[START Extracted information]

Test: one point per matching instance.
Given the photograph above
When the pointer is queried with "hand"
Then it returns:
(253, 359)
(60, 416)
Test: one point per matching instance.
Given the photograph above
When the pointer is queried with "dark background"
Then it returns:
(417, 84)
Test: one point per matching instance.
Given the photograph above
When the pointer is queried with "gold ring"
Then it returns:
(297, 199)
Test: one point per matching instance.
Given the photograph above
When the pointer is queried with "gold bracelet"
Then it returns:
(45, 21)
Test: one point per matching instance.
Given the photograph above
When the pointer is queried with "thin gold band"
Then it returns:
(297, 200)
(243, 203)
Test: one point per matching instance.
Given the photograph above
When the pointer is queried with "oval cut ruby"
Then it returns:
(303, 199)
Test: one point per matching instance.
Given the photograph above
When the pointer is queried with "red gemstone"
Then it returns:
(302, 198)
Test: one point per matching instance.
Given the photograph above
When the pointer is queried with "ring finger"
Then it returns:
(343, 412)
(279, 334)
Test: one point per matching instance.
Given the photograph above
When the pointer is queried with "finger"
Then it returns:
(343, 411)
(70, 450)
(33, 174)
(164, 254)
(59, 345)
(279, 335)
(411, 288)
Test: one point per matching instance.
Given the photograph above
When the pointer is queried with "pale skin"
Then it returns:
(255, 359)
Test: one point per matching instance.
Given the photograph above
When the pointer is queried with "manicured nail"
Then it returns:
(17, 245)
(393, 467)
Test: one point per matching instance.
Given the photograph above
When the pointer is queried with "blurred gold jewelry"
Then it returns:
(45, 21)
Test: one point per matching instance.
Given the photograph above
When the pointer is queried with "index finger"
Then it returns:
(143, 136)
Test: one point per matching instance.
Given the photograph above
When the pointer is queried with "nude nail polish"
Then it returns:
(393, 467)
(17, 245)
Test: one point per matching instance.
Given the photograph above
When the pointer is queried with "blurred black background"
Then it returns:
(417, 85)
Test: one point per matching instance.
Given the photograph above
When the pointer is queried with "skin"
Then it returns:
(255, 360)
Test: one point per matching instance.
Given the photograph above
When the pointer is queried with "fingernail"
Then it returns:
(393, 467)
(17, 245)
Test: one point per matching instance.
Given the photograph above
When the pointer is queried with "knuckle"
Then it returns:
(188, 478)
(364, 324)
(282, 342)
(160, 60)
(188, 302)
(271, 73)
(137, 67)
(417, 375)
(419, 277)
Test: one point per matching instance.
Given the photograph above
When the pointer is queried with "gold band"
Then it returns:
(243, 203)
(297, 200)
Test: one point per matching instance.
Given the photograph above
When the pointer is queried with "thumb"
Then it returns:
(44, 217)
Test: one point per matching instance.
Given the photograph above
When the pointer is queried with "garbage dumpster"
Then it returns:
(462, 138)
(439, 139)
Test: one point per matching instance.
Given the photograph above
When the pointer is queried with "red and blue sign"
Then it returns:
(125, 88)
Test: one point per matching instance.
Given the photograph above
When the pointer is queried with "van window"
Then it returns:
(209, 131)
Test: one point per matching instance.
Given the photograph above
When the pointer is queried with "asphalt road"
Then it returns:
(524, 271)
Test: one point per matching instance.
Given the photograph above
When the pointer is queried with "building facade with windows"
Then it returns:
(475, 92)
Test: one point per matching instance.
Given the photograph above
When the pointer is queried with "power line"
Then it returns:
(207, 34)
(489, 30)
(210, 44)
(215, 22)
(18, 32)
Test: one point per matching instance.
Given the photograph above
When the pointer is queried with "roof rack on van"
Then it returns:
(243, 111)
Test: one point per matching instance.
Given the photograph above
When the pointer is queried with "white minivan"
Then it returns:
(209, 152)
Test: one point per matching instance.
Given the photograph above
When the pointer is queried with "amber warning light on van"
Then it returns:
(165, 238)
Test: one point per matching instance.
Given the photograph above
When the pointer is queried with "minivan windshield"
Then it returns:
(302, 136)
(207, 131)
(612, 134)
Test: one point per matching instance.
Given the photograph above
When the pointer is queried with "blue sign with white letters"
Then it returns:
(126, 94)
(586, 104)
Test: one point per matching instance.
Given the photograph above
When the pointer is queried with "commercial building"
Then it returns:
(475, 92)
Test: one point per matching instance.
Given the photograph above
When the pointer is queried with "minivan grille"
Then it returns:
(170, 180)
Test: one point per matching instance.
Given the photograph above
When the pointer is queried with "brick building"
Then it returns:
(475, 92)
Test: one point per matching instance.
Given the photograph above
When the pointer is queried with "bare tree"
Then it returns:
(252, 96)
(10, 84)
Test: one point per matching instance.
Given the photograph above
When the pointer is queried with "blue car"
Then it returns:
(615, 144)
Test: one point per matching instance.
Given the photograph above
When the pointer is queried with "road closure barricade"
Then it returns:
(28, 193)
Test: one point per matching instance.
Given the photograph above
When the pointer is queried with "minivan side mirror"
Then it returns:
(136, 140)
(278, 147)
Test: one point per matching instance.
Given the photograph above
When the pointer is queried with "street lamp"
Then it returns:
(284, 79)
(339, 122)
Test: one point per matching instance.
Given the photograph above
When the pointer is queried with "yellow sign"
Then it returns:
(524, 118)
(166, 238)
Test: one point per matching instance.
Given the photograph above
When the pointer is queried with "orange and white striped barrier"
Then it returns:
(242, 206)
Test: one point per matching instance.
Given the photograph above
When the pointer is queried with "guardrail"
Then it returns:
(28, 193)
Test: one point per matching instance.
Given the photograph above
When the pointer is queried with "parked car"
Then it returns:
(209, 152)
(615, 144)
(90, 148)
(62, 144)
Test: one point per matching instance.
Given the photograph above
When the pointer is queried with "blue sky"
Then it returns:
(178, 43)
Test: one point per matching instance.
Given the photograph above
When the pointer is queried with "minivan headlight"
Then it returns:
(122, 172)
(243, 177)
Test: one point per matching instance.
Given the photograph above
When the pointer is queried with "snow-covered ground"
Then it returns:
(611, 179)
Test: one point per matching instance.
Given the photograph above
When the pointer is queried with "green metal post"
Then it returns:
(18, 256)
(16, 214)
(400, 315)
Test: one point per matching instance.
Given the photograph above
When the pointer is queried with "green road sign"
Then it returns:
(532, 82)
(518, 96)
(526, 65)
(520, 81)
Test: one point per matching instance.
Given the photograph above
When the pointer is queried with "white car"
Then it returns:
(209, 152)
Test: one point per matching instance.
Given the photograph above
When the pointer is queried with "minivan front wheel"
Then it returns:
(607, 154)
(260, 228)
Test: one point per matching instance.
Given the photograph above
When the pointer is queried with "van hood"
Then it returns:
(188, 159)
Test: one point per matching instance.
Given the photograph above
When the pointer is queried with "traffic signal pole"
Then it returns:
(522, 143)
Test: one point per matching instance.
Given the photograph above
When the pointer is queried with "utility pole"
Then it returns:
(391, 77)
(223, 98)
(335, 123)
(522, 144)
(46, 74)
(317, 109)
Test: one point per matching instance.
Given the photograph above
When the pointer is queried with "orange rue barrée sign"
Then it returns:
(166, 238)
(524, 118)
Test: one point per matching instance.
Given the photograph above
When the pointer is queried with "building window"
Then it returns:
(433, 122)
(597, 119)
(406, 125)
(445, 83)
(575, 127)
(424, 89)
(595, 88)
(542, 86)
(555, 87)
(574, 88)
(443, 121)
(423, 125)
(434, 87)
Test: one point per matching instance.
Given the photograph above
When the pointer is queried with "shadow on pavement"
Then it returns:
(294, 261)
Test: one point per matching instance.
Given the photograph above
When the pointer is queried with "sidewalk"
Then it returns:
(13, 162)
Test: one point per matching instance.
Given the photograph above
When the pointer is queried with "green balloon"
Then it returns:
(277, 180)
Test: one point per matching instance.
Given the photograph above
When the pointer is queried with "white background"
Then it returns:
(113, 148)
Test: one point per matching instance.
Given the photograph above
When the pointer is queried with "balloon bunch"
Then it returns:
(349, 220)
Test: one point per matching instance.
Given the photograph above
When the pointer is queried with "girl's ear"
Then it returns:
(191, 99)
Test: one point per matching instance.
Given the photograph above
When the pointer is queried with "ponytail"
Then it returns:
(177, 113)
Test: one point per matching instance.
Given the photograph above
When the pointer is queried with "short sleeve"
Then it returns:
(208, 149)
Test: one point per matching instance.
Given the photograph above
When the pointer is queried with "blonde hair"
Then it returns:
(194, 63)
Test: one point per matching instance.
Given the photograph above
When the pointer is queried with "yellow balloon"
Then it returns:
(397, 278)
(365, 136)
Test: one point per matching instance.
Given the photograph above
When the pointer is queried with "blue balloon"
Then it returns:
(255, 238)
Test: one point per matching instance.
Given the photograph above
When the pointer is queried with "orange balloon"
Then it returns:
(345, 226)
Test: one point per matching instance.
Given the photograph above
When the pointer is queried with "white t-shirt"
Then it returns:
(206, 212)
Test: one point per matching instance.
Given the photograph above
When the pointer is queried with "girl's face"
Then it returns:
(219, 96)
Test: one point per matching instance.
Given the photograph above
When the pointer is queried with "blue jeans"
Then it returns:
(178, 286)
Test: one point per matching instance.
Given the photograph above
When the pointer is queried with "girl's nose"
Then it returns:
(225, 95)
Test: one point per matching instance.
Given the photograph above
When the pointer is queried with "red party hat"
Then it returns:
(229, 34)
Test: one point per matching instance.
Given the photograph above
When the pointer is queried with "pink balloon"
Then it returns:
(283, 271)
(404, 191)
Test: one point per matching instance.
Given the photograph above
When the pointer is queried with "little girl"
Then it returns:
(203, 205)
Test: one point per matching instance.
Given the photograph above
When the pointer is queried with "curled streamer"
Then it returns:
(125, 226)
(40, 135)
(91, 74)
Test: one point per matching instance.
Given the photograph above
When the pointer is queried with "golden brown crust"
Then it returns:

[END Extracted information]

● Task goal:
Gather every line of the data above that contains the word "green", copying each one in full. Treat uppercase and lowercase as different.

● Finished answer:
When the pointer is queried with "green metal post"
When the pointer is queried with "green road sign"
When the pointer is queried with "green balloon"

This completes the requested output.